→ **Work to be completed**:
Give back the whole listing exactly as shown.

* * * *

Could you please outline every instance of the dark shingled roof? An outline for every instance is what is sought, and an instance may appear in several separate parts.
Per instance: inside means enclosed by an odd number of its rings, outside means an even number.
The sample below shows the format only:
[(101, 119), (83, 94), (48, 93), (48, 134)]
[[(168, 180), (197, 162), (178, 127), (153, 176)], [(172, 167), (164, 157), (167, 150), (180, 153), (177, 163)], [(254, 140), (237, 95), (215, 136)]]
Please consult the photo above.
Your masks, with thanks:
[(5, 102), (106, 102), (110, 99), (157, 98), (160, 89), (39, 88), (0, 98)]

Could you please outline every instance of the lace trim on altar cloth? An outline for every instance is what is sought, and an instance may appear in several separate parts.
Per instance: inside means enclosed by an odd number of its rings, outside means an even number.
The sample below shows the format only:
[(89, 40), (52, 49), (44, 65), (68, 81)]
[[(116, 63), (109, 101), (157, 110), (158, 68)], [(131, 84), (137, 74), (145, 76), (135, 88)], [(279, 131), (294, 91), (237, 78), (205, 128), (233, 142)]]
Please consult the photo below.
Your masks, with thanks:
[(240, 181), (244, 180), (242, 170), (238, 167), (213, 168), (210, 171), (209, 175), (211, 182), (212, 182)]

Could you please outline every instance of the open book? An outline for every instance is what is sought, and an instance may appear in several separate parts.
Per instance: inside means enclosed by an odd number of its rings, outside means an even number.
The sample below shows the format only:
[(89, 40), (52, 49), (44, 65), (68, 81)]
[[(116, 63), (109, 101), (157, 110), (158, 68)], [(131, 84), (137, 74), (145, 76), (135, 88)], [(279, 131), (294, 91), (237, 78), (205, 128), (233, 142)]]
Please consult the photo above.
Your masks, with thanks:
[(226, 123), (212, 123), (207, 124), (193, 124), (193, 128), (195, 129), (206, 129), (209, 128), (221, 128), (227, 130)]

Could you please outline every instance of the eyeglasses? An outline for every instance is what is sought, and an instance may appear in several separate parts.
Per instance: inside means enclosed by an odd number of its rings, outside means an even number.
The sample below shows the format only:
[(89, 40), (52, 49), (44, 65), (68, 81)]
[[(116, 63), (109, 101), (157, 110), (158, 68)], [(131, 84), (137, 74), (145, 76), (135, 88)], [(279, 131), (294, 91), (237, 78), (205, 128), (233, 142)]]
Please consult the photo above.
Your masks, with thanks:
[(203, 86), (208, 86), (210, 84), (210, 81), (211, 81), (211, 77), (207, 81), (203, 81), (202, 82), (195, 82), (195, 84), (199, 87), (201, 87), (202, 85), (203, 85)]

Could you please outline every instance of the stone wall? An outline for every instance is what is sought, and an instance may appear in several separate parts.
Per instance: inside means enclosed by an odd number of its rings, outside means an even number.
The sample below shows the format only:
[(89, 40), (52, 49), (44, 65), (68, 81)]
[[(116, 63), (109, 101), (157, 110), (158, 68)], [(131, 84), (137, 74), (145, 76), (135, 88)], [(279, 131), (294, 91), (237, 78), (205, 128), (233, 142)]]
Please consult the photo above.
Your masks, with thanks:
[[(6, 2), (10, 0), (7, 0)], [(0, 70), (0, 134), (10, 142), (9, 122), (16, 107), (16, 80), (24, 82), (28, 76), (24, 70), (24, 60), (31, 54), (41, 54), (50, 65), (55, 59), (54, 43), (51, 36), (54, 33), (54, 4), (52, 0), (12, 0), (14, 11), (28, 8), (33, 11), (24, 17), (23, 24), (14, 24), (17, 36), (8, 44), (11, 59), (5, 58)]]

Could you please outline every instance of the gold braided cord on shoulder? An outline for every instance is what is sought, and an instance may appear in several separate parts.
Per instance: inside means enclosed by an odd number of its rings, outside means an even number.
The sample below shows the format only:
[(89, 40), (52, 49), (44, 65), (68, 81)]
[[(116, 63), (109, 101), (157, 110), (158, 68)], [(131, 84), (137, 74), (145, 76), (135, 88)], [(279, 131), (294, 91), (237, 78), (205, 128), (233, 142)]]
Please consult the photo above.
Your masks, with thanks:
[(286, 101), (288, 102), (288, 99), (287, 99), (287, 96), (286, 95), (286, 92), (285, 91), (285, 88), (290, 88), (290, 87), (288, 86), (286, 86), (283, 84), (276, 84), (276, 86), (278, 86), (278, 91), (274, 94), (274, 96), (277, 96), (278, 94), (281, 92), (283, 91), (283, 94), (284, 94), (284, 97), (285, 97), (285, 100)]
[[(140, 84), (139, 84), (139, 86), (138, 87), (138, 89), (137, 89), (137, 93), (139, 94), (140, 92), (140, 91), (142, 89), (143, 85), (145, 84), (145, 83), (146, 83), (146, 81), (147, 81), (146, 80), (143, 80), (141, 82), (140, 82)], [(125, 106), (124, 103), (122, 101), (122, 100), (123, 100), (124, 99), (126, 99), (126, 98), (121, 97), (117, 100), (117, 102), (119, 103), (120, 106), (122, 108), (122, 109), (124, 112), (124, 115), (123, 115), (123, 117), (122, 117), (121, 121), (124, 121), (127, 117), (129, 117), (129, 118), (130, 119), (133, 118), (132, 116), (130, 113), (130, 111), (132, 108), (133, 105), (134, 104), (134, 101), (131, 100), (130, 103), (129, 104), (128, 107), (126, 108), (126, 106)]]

* * * *

→ **The answer**:
Could you please outline every instance of the dark shingled roof? An outline for every instance is what is sought, and an instance may appear in several separate parts.
Per instance: inside means enclosed by an odd number of its rings, outside means an even number.
The sample below shows the format only:
[(101, 119), (83, 94), (48, 93), (48, 134)]
[[(168, 180), (197, 162), (178, 127), (153, 176)], [(172, 167), (164, 157), (167, 150), (180, 153), (177, 163)], [(254, 140), (237, 95), (215, 136)]]
Please consult the photo above.
Your masks, with thanks:
[(5, 102), (106, 102), (110, 99), (157, 98), (160, 89), (39, 88), (0, 98)]

Could you please outline every instance of the lace trim on altar cloth? An outline for every instance is what is sought, and an instance may appear in several separate parts.
Per instance: inside means enclosed by an odd number of its rings, outside means an even number.
The sample below shows the format only:
[(89, 40), (52, 49), (44, 65), (68, 81)]
[[(116, 63), (109, 101), (157, 110), (158, 68)], [(131, 84), (137, 74), (145, 76), (135, 88)], [(279, 131), (294, 91), (237, 78), (205, 128), (233, 142)]]
Please consult the photo below.
Your masks, with thanks:
[(240, 181), (244, 180), (242, 170), (238, 167), (213, 168), (210, 171), (209, 175), (211, 182), (212, 182)]

Could you please outline every instance of the open book? An outline for every instance is what is sought, and an instance may appear in several separate parts.
Per instance: inside means enclosed by an odd number of its rings, outside means an even number.
The sample below shows the format only:
[(89, 40), (52, 49), (44, 65), (68, 81)]
[[(116, 63), (109, 101), (157, 110), (158, 68)], [(131, 84), (137, 74), (145, 76), (135, 88)], [(279, 131), (294, 91), (237, 78), (205, 128), (233, 142)]]
Please consult the photo above.
Your masks, with thanks:
[(226, 123), (212, 123), (207, 124), (193, 124), (193, 128), (195, 129), (206, 129), (209, 128), (221, 128), (227, 130)]

Could you please outline every instance of the eyeglasses? An outline for every instance is what is sought, and an instance may appear in several separate parts.
Per instance: inside means enclosed by an odd number of its rings, outside means an even number.
The sample below shows the format only:
[(89, 40), (52, 49), (44, 65), (68, 81)]
[[(116, 63), (109, 101), (157, 110), (158, 68)], [(131, 84), (137, 74), (145, 76), (135, 88)], [(279, 131), (294, 91), (237, 78), (205, 128), (233, 142)]]
Please consult the photo above.
Your masks, with thanks:
[(203, 86), (208, 86), (210, 84), (210, 81), (211, 81), (211, 77), (207, 81), (203, 81), (202, 82), (195, 82), (195, 84), (199, 87), (201, 87), (202, 85), (203, 85)]

Could you please outline every instance of the stone wall? An outline for every instance is what is sought, and an instance may appear in several separate parts.
Per instance: inside means enclosed by an odd number of its rings, outside means an even number.
The sample below shows the format only:
[(89, 40), (52, 49), (44, 65), (68, 81)]
[[(116, 63), (109, 101), (157, 110), (158, 68)], [(131, 84), (137, 74), (145, 76), (135, 88)], [(279, 131), (294, 91), (237, 78), (205, 128), (233, 142)]]
Please consult the photo above.
Your masks, with thanks:
[[(6, 2), (10, 0), (7, 0)], [(0, 70), (0, 134), (10, 142), (9, 122), (16, 107), (16, 80), (24, 82), (28, 76), (24, 70), (24, 60), (31, 54), (41, 54), (50, 65), (55, 59), (54, 43), (51, 36), (54, 33), (54, 4), (52, 0), (12, 0), (14, 11), (28, 8), (33, 11), (24, 17), (23, 24), (14, 24), (17, 36), (8, 44), (11, 59), (5, 58)]]

Could you please outline every instance of the gold braided cord on shoulder? An outline for every instance is what is sought, and an instance may appear in several separate parts.
Per instance: inside means enclosed by an odd number of its rings, outside means an even number.
The sample below shows the format only:
[(89, 40), (52, 49), (44, 65), (68, 81)]
[[(116, 63), (109, 101), (157, 110), (158, 68)], [(131, 84), (137, 74), (145, 76), (135, 88)], [(279, 131), (294, 91), (237, 78), (205, 128), (233, 142)]]
Please consult the photo above.
Your masks, with thanks:
[(286, 101), (288, 102), (288, 99), (287, 99), (287, 96), (286, 95), (286, 92), (285, 91), (285, 88), (290, 88), (290, 87), (288, 86), (286, 86), (283, 84), (276, 84), (276, 86), (278, 86), (278, 91), (274, 94), (274, 96), (277, 96), (278, 94), (281, 92), (283, 91), (283, 94), (284, 94), (284, 97), (285, 97), (285, 100)]
[[(140, 84), (139, 84), (139, 86), (138, 87), (138, 89), (137, 89), (137, 93), (139, 94), (140, 92), (140, 91), (142, 89), (143, 85), (145, 84), (145, 83), (146, 83), (146, 81), (147, 81), (146, 80), (143, 80), (141, 82), (140, 82)], [(125, 106), (124, 103), (122, 101), (122, 100), (123, 100), (124, 99), (126, 99), (126, 98), (121, 97), (117, 100), (117, 102), (119, 103), (120, 106), (122, 108), (122, 109), (124, 112), (124, 115), (123, 115), (123, 117), (122, 117), (121, 121), (124, 121), (127, 117), (129, 117), (129, 118), (130, 119), (133, 118), (132, 116), (130, 113), (130, 111), (132, 108), (133, 105), (134, 104), (134, 101), (131, 100), (130, 103), (129, 104), (128, 107), (126, 108), (126, 106)]]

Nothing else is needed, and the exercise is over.